------ 原文 ------
出典: フリー百科事典『ウィキペディア(Wikipedia)』 (2024/07/16 09:53 UTC 版)

葛飾区偽装誘拐殺人事件(かつしかくぎそうゆうかいさつじんじけん)とは、1974年10月に東京都葛飾区で発生した事件。

概要

不倫

この事件の犯人の女(当時25歳)は「小町」と地元で呼ばれるほどの色白美人だったという。21歳のとき、サッシの加工販売会社の事務員として就職し、その社長(当時37歳)と不倫関係となった。しかし社長の妻に関係が露見すると、社長は妻を恐れて葛飾区西亀有のマンションに女を匿った。そして2人の関係はその後も続くが、社長が妻と離婚して自分と結婚するという約束を履行しないことに次第に不安に駆られていく。社長は妻と離婚する気はなく、そればかりか女に「あんたももう結婚したらいいじゃないか」と他人事のように言い出す。さらに社長の長男の非行が原因でこの夫妻は仲直りし始めており、知人の結婚式で社長夫妻が仲良く媒酌人を務めているのを見て、遂に女の怒りが爆発した。

凶行

1974年10月17日、女は社長夫妻の不在を見計らって社長宅に侵入し、葛飾区の小学生の社長の娘(当時8歳)を自分のマンションまで連れ出した。そして娘の首を紐で絞め、さらに包丁で頭部と背中を何度も刺して殺害した。
------ 提示データ ------
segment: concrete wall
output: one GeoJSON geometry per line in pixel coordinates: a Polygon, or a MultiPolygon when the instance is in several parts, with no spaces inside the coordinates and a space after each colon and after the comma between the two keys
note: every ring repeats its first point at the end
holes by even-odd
------
課題:
- a) 原文の「この事件の犯人の女(当時25」から「背中を何度も刺して殺害した。」までをすべて書き写し、その中の「包丁」を「ナイフ」に置き換えなさい。
- b) 原文の「1974年10月17日、女は」で始まる段落を、主な事実を残したまま箇条書きに書き直しなさい。
上の資料は、原文とは別の出典から取られたものである。

解答:
- a)
この事件の犯人の女(当時25歳)は「小町」と地元で呼ばれるほどの色白美人だったという。21歳のとき、サッシの加工販売会社の事務員として就職し、その社長(当時37歳)と不倫関係となった。しかし社長の妻に関係が露見すると、社長は妻を恐れて葛飾区西亀有のマンションに女を匿った。そして2人の関係はその後も続くが、社長が妻と離婚して自分と結婚するという約束を履行しないことに次第に不安に駆られていく。社長は妻と離婚する気はなく、そればかりか女に「あんたももう結婚したらいいじゃないか」と他人事のように言い出す。さらに社長の長男の非行が原因でこの夫妻は仲直りし始めており、知人の結婚式で社長夫妻が仲良く媒酌人を務めているのを見て、遂に女の怒りが爆発した。

凶行

1974年10月17日、女は社長夫妻の不在を見計らって社長宅に侵入し、葛飾区の小学生の社長の娘(当時8歳)を自分のマンションまで連れ出した。そして娘の首を紐で絞め、さらにナイフで頭部と背中を何度も刺して殺害した。

- b)
- 1974年10月17日、女は社長夫妻の不在を見計らって社長宅に侵入した。
- 社長の娘(当時8歳、葛飾区の小学生)を自分のマンションまで連れ出した。
- 娘の首を紐で絞め、さらに包丁で頭部と背中を何度も刺して殺害した。